── Exercise data ──

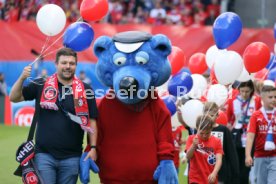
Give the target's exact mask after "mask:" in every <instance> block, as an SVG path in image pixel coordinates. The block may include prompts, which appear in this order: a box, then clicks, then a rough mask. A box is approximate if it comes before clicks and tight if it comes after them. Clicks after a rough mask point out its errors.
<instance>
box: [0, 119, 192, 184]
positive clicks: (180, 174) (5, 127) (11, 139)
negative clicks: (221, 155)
mask: <svg viewBox="0 0 276 184" xmlns="http://www.w3.org/2000/svg"><path fill="white" fill-rule="evenodd" d="M28 131H29V128H25V127H17V126H4V125H3V124H0V181H1V183H5V184H14V183H22V180H21V178H20V177H17V176H14V175H13V172H14V170H15V169H16V168H17V166H18V163H17V162H16V161H15V152H16V150H17V148H18V146H19V145H20V144H21V143H22V142H23V141H25V140H26V139H27V136H28ZM185 167H186V165H185V166H184V165H183V164H181V166H180V170H179V184H186V183H187V179H186V178H185V179H184V176H183V173H184V169H185ZM78 183H80V182H78ZM90 183H91V184H99V183H100V181H99V178H98V175H96V174H93V173H92V172H91V174H90Z"/></svg>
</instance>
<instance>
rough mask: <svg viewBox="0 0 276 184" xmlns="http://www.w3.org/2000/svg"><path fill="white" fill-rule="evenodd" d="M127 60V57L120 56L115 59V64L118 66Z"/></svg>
mask: <svg viewBox="0 0 276 184" xmlns="http://www.w3.org/2000/svg"><path fill="white" fill-rule="evenodd" d="M125 62H126V58H125V57H118V58H116V59H115V60H114V64H115V65H118V66H120V65H123V64H125Z"/></svg>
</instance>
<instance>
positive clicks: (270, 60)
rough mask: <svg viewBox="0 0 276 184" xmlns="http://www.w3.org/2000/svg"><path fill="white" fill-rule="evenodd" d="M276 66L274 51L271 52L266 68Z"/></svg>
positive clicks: (269, 68) (270, 69)
mask: <svg viewBox="0 0 276 184" xmlns="http://www.w3.org/2000/svg"><path fill="white" fill-rule="evenodd" d="M275 67H276V57H275V55H274V54H273V53H271V54H270V60H269V63H268V64H267V65H266V68H267V69H269V70H272V69H273V68H275Z"/></svg>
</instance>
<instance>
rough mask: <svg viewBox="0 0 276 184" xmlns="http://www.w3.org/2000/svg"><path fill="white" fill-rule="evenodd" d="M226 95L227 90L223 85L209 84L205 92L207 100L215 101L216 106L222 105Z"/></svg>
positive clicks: (225, 99) (226, 98)
mask: <svg viewBox="0 0 276 184" xmlns="http://www.w3.org/2000/svg"><path fill="white" fill-rule="evenodd" d="M227 97H228V90H227V88H226V87H225V86H224V85H221V84H215V85H211V87H210V88H209V90H208V93H207V97H206V98H207V101H208V102H215V103H216V104H217V105H218V106H221V105H223V104H224V103H225V102H226V100H227Z"/></svg>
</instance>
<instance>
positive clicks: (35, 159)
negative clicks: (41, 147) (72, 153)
mask: <svg viewBox="0 0 276 184" xmlns="http://www.w3.org/2000/svg"><path fill="white" fill-rule="evenodd" d="M79 163H80V157H72V158H68V159H63V160H57V159H55V158H54V157H53V156H51V155H50V154H48V153H37V154H36V155H35V164H36V166H37V169H38V171H39V173H40V175H41V177H42V179H43V181H44V183H45V184H63V183H66V184H75V183H77V180H78V174H79Z"/></svg>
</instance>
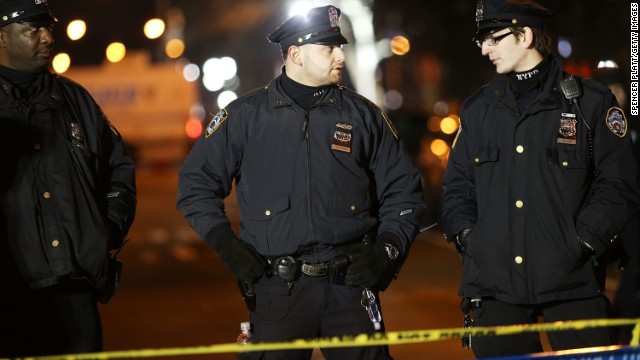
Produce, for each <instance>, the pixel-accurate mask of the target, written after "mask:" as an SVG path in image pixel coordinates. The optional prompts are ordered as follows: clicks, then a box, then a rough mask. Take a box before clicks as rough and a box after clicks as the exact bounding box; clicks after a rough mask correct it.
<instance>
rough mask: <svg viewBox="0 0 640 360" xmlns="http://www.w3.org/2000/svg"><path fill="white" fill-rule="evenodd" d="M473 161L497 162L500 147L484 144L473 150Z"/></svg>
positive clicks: (475, 164)
mask: <svg viewBox="0 0 640 360" xmlns="http://www.w3.org/2000/svg"><path fill="white" fill-rule="evenodd" d="M473 154H474V156H473V159H472V160H473V162H474V164H475V165H482V164H484V163H492V162H497V161H498V158H499V155H500V149H498V148H497V147H491V146H483V147H479V148H477V149H474V150H473Z"/></svg>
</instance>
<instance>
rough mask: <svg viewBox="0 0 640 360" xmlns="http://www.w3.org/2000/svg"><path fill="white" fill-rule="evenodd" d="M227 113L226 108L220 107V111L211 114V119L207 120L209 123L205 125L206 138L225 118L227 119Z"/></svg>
mask: <svg viewBox="0 0 640 360" xmlns="http://www.w3.org/2000/svg"><path fill="white" fill-rule="evenodd" d="M228 115H229V114H227V109H221V110H220V111H218V113H217V114H215V115H214V116H213V119H211V121H210V122H209V125H207V130H206V132H205V137H206V138H208V137H209V136H211V135H212V134H213V133H214V132H216V130H218V128H219V127H220V125H222V123H223V122H224V121H225V120H227V116H228Z"/></svg>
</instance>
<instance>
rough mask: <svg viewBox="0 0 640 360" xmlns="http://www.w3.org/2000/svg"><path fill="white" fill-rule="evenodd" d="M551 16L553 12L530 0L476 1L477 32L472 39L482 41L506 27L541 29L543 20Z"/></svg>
mask: <svg viewBox="0 0 640 360" xmlns="http://www.w3.org/2000/svg"><path fill="white" fill-rule="evenodd" d="M551 16H553V11H551V10H549V9H547V8H545V7H543V6H542V5H540V4H538V3H536V2H534V1H531V0H478V2H477V3H476V23H477V25H478V30H477V31H476V35H475V36H474V38H473V39H474V40H482V38H484V37H485V36H486V35H487V34H489V33H491V32H495V31H497V30H499V29H503V28H506V27H525V26H528V27H530V28H538V29H542V28H543V27H544V19H545V18H547V17H551Z"/></svg>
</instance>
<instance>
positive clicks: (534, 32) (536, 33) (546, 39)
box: [509, 27, 551, 56]
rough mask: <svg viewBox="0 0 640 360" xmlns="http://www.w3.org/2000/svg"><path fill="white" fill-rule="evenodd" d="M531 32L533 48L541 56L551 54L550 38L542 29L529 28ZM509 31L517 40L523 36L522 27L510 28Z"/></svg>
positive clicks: (544, 55) (523, 28)
mask: <svg viewBox="0 0 640 360" xmlns="http://www.w3.org/2000/svg"><path fill="white" fill-rule="evenodd" d="M529 29H531V32H533V48H534V49H536V50H538V52H539V53H540V54H542V55H543V56H547V55H550V54H551V37H549V35H547V33H545V32H544V30H542V29H538V28H529ZM509 30H511V31H513V33H514V34H515V35H516V38H517V39H518V41H520V40H519V36H520V35H522V34H524V28H523V27H510V28H509Z"/></svg>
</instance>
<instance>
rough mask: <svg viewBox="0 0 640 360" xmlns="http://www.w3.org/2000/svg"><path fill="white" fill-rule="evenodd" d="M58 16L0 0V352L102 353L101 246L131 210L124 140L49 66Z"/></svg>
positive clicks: (100, 110)
mask: <svg viewBox="0 0 640 360" xmlns="http://www.w3.org/2000/svg"><path fill="white" fill-rule="evenodd" d="M56 22H57V19H56V18H55V17H54V16H53V15H52V14H51V12H50V10H49V7H48V5H47V1H46V0H0V124H1V125H2V129H3V134H4V138H3V140H2V141H1V142H0V168H1V169H2V174H1V175H0V287H1V288H2V289H1V290H0V291H1V292H2V296H0V357H17V356H20V357H22V356H36V355H47V354H67V353H78V352H94V351H101V350H102V327H101V321H100V314H99V311H98V301H99V300H101V301H106V299H107V297H108V296H107V294H108V293H109V291H108V289H111V288H112V285H113V282H109V281H108V279H113V278H109V276H108V274H109V271H108V269H109V258H108V255H109V254H108V251H109V250H110V249H115V248H118V247H119V246H120V245H121V244H122V241H123V238H124V236H125V235H126V233H127V231H128V230H129V227H130V226H131V223H132V221H133V217H134V214H135V205H136V199H135V195H136V188H135V179H134V166H133V163H132V162H131V159H130V158H129V157H128V156H127V152H126V150H125V145H124V142H123V140H122V138H121V137H120V135H119V134H118V132H117V131H116V130H115V129H114V128H113V127H112V126H111V125H110V124H109V122H108V121H107V119H106V118H105V116H104V114H103V113H102V111H101V110H100V108H99V107H98V105H97V104H96V103H95V101H94V100H93V99H92V98H91V96H90V95H89V93H88V92H87V91H86V90H85V89H84V88H82V87H81V86H80V85H78V84H76V83H74V82H72V81H71V80H69V79H66V78H63V77H61V76H58V75H55V74H52V73H50V72H49V70H48V66H49V62H50V59H51V55H52V53H53V42H54V40H53V35H52V31H53V26H54V25H55V23H56Z"/></svg>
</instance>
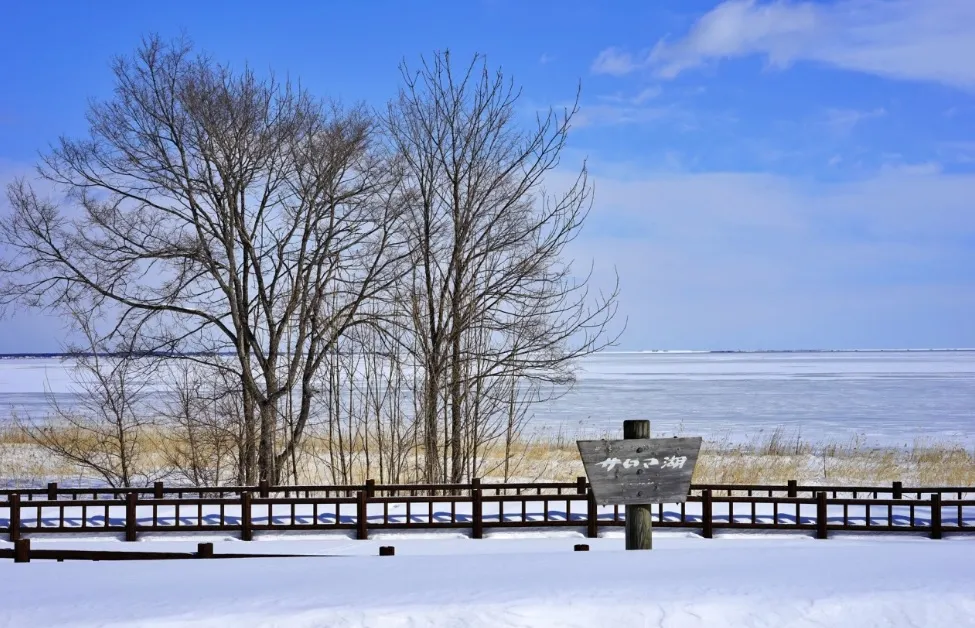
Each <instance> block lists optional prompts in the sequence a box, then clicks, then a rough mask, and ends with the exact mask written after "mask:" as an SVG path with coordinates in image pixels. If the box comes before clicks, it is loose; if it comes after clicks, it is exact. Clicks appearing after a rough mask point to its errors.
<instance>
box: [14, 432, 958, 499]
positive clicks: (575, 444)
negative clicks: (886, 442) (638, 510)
mask: <svg viewBox="0 0 975 628" xmlns="http://www.w3.org/2000/svg"><path fill="white" fill-rule="evenodd" d="M143 436H144V437H145V438H144V440H142V442H143V443H144V444H145V446H146V447H147V448H149V449H150V450H148V451H144V452H143V455H144V456H145V458H144V460H148V461H150V463H149V464H152V461H156V460H159V461H162V460H163V459H165V457H166V456H165V455H164V449H163V448H165V447H172V444H173V442H174V439H176V438H177V436H176V435H174V434H171V433H160V432H159V431H158V430H155V429H154V430H153V431H151V432H149V433H146V434H144V435H143ZM586 437H587V438H591V437H592V436H586ZM596 438H598V436H597V437H596ZM331 446H332V443H330V442H329V441H328V440H327V439H325V438H321V437H313V438H309V439H308V440H306V442H305V445H304V447H303V451H302V454H301V456H300V458H299V465H298V467H299V473H298V476H299V477H298V480H299V483H307V484H328V483H332V477H333V476H332V474H331V472H330V471H329V459H328V451H329V448H330V447H331ZM152 448H158V450H155V449H152ZM345 448H346V450H351V451H352V452H353V453H354V454H355V455H353V456H351V458H352V462H351V463H350V465H351V466H350V468H349V469H348V471H349V478H350V481H351V482H361V481H362V480H364V479H365V478H366V477H373V478H376V479H377V480H378V479H379V474H378V470H377V468H376V466H375V465H376V463H375V457H374V456H373V457H372V458H371V463H370V466H368V467H367V466H366V464H365V455H364V453H365V447H364V444H363V443H353V444H352V447H351V448H350V447H349V445H348V443H345ZM511 453H512V456H511V460H510V464H509V474H508V479H509V480H511V481H573V480H575V478H576V477H578V476H581V475H584V471H583V468H582V464H581V462H580V460H579V453H578V450H577V448H576V444H575V440H574V438H571V437H569V436H567V435H557V436H556V437H554V438H545V437H535V438H526V439H523V440H520V441H518V442H516V443H514V445H513V447H512V450H511ZM484 458H485V464H484V472H483V473H482V474H481V475H482V476H483V478H484V479H485V480H487V481H502V480H503V479H504V475H503V462H504V448H503V446H502V445H501V444H495V445H492V446H490V447H488V448H487V449H486V451H485V455H484ZM418 459H419V460H422V452H418ZM411 462H412V460H411ZM411 467H412V465H407V469H406V470H405V471H404V472H403V473H402V474H401V476H400V478H399V480H400V481H401V482H404V483H409V482H414V481H417V477H416V474H415V472H413V471H411V470H410V468H411ZM227 477H229V475H228V476H227ZM788 480H796V481H798V482H799V483H800V484H811V485H840V486H843V485H845V486H854V485H859V486H882V485H889V483H890V482H892V481H895V480H900V481H902V482H903V483H904V485H905V486H975V450H971V449H966V448H965V447H964V446H962V445H959V444H957V443H950V442H925V441H917V442H915V443H913V444H912V445H910V446H906V447H903V448H868V447H864V446H863V445H862V444H861V443H860V442H859V441H857V440H853V441H851V442H848V443H838V442H827V443H818V444H817V443H811V442H806V441H803V440H802V439H801V438H799V437H797V436H796V437H793V436H791V435H787V434H785V433H783V432H782V431H781V430H776V431H774V432H772V433H771V434H768V435H766V436H763V437H761V438H757V439H754V440H752V441H750V442H746V443H738V442H732V441H730V440H728V439H713V440H706V441H705V444H704V447H703V448H702V451H701V455H700V458H699V459H698V464H697V467H696V468H695V471H694V481H695V482H696V483H714V484H776V485H781V484H784V483H785V482H787V481H788ZM47 481H58V482H61V483H79V484H87V483H92V482H98V481H99V478H98V477H95V476H94V475H93V474H92V473H91V472H86V471H85V470H84V469H82V468H80V467H79V466H78V465H75V464H71V463H69V462H66V461H64V460H61V459H59V458H57V457H56V456H53V455H51V454H50V453H48V452H46V451H45V450H44V449H43V448H41V447H39V446H38V445H36V444H35V443H34V442H33V441H31V439H30V437H29V436H27V435H26V434H24V433H23V432H22V431H21V430H20V429H18V428H16V427H6V428H3V429H0V484H13V485H28V484H30V485H37V484H43V483H44V482H47ZM172 481H174V482H179V478H177V477H173V478H172Z"/></svg>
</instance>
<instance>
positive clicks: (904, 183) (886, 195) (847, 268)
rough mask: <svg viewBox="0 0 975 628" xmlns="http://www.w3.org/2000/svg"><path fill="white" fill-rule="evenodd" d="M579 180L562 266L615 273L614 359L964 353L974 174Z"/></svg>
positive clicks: (653, 171) (715, 176) (614, 172)
mask: <svg viewBox="0 0 975 628" xmlns="http://www.w3.org/2000/svg"><path fill="white" fill-rule="evenodd" d="M591 165H592V168H593V173H594V174H593V181H594V184H595V191H596V196H595V205H594V208H593V210H592V213H591V214H590V217H589V222H588V223H587V226H586V228H585V230H584V232H583V237H581V238H580V239H579V240H578V241H577V242H576V243H575V245H574V246H575V249H574V253H575V254H576V255H577V256H578V258H580V260H587V259H595V260H596V265H597V268H596V270H597V275H596V276H597V280H598V281H602V282H605V281H608V280H609V279H608V277H609V276H610V271H611V269H612V268H613V267H614V266H615V267H616V268H617V270H618V271H619V274H620V281H621V288H622V300H621V306H622V307H621V312H622V313H623V314H625V315H627V316H628V317H629V320H630V324H629V329H628V331H627V334H626V336H625V337H624V339H623V341H624V345H623V346H624V347H626V348H654V347H671V348H674V347H696V348H722V347H724V348H728V347H731V348H762V347H770V346H777V347H790V346H791V347H796V346H819V347H836V346H860V347H862V346H866V345H884V346H893V345H897V344H904V345H910V346H922V345H926V344H928V345H937V344H949V345H950V344H956V345H967V344H970V343H972V341H975V319H973V318H972V316H971V313H972V312H973V311H975V281H973V280H972V274H971V273H970V272H968V271H967V270H966V269H968V268H971V267H972V264H973V263H975V251H971V250H969V249H968V247H966V245H965V240H966V239H971V238H973V237H975V214H973V213H972V212H971V211H970V199H971V198H975V175H956V174H947V173H945V172H942V171H941V170H940V169H939V168H938V167H937V166H936V165H935V164H917V165H907V166H900V167H897V166H888V167H886V168H884V169H881V170H879V171H877V172H875V173H874V174H873V175H872V176H870V177H869V178H865V179H862V180H858V181H853V182H843V183H820V182H815V181H812V180H808V179H803V178H793V177H785V176H778V175H771V174H755V173H742V172H725V173H701V174H694V173H686V172H685V173H673V172H671V173H661V172H659V171H653V172H646V171H645V172H643V173H639V172H634V171H633V169H632V168H629V169H628V168H626V167H620V168H618V167H617V166H615V165H611V164H602V165H601V164H600V163H599V162H598V160H595V159H594V160H593V161H592V162H591ZM621 171H627V173H626V175H620V174H619V172H621ZM581 263H582V262H581V261H580V264H581ZM965 321H968V322H965Z"/></svg>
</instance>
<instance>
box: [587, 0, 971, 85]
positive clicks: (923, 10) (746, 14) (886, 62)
mask: <svg viewBox="0 0 975 628" xmlns="http://www.w3.org/2000/svg"><path fill="white" fill-rule="evenodd" d="M750 55H762V56H764V57H765V58H766V60H767V62H768V63H769V65H770V66H772V67H786V66H788V65H790V64H792V63H794V62H797V61H812V62H817V63H822V64H825V65H829V66H833V67H837V68H841V69H845V70H852V71H857V72H864V73H868V74H875V75H878V76H883V77H888V78H893V79H901V80H913V81H927V82H935V83H941V84H944V85H950V86H953V87H958V88H962V89H966V90H975V64H973V63H972V62H971V60H972V59H975V2H971V1H969V0H838V1H834V2H832V3H820V2H796V1H794V0H778V1H776V2H758V1H757V0H727V1H726V2H723V3H722V4H720V5H719V6H717V7H716V8H715V9H713V10H711V11H710V12H708V13H706V14H705V15H704V16H702V17H701V18H700V19H699V20H698V21H697V22H696V23H695V24H694V25H693V26H692V27H691V29H690V31H689V32H688V33H687V34H686V35H685V36H684V37H682V38H678V39H675V40H672V41H668V40H666V39H665V40H661V41H659V42H657V44H656V45H655V46H654V47H653V49H652V50H651V51H650V52H649V53H646V54H641V55H638V56H634V55H633V54H631V53H629V52H627V51H625V50H621V49H618V48H611V49H609V50H604V51H603V52H602V53H600V55H599V57H598V58H597V60H596V61H597V62H596V63H594V64H593V71H595V72H604V73H608V74H616V75H622V74H626V73H628V72H632V71H634V70H637V69H640V68H649V69H650V70H652V71H653V72H654V73H655V74H656V75H657V76H659V77H661V78H673V77H675V76H677V75H678V74H680V73H682V72H685V71H687V70H691V69H693V68H696V67H699V66H702V65H705V64H708V63H711V62H714V61H720V60H722V59H730V58H735V57H744V56H750Z"/></svg>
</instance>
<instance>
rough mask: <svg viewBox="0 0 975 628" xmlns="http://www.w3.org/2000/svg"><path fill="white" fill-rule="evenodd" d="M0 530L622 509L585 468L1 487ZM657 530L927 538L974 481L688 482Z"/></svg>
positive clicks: (454, 524)
mask: <svg viewBox="0 0 975 628" xmlns="http://www.w3.org/2000/svg"><path fill="white" fill-rule="evenodd" d="M2 496H3V499H0V533H2V534H5V535H6V536H7V537H8V538H9V540H10V541H12V542H14V541H17V540H19V539H21V538H24V536H25V535H37V534H69V533H75V534H77V533H96V532H110V533H115V534H116V535H119V536H120V537H122V538H124V539H125V540H127V541H135V540H136V539H137V538H138V536H139V535H140V534H158V533H200V532H203V533H207V532H211V533H219V534H228V533H232V534H235V535H237V536H239V538H241V539H243V540H247V541H249V540H252V539H253V538H254V534H255V533H257V532H259V533H262V534H269V533H270V534H273V533H276V532H295V531H304V532H340V533H343V534H348V535H354V536H355V538H358V539H366V538H368V537H369V533H370V531H377V532H378V531H399V530H457V531H465V532H468V533H469V534H470V536H471V537H473V538H482V537H483V535H484V532H485V530H486V529H510V528H522V529H525V528H576V529H580V530H581V531H583V532H584V533H585V534H586V535H587V536H588V537H590V538H595V537H597V536H598V535H599V531H600V530H601V529H603V530H605V529H608V528H614V527H620V526H623V525H624V522H625V507H622V506H601V505H599V504H597V503H596V500H595V498H594V496H593V493H592V491H591V489H590V487H589V485H588V483H587V482H586V478H584V477H582V478H579V479H578V480H577V481H576V482H571V483H554V482H553V483H507V484H482V483H481V482H480V481H479V480H477V479H475V480H473V481H471V482H470V483H467V484H427V485H420V484H417V485H406V484H404V485H377V484H375V482H372V481H367V482H366V483H365V484H363V485H360V486H269V485H267V484H261V485H259V486H257V487H203V488H189V487H165V486H163V485H162V484H161V483H157V484H156V485H155V486H153V487H149V488H140V489H90V488H89V489H75V488H59V487H58V486H57V485H56V484H51V485H49V486H48V488H47V489H30V490H26V491H5V492H4V493H3V494H2ZM652 517H653V525H654V527H657V528H689V529H696V530H698V531H700V533H701V535H702V536H704V537H705V538H711V537H712V536H713V535H714V533H715V532H716V531H720V530H781V531H804V532H805V533H812V534H814V535H815V536H816V537H817V538H827V536H828V534H829V533H830V532H840V531H842V532H914V533H923V534H926V535H928V536H930V537H932V538H941V537H942V536H944V535H945V534H954V533H959V532H975V487H927V488H905V487H903V486H901V485H900V483H894V484H893V485H892V486H890V487H840V486H837V487H832V486H801V485H798V484H797V483H795V482H789V483H788V484H787V485H785V486H764V485H693V486H692V487H691V493H690V495H689V496H688V498H687V501H686V502H685V503H679V504H658V505H654V506H653V508H652Z"/></svg>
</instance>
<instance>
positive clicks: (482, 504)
mask: <svg viewBox="0 0 975 628" xmlns="http://www.w3.org/2000/svg"><path fill="white" fill-rule="evenodd" d="M471 538H472V539H483V538H484V504H483V502H482V501H481V478H473V479H472V480H471Z"/></svg>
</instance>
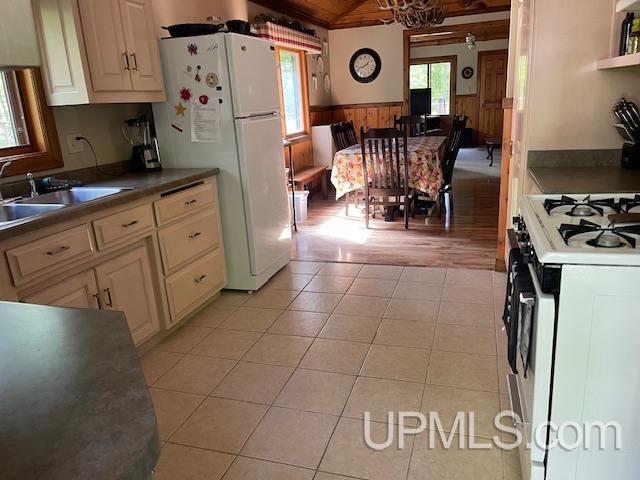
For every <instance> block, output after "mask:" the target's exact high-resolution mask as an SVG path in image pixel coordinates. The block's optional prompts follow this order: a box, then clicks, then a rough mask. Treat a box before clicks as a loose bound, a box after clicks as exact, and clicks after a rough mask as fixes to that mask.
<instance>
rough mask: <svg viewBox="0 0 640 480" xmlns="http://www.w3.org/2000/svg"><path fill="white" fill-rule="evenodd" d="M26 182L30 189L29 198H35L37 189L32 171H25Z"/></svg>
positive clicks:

───

Exercise. Please determine how many lines in the entries contain the word "this" and reply with that figure alone.

Problem solution. 2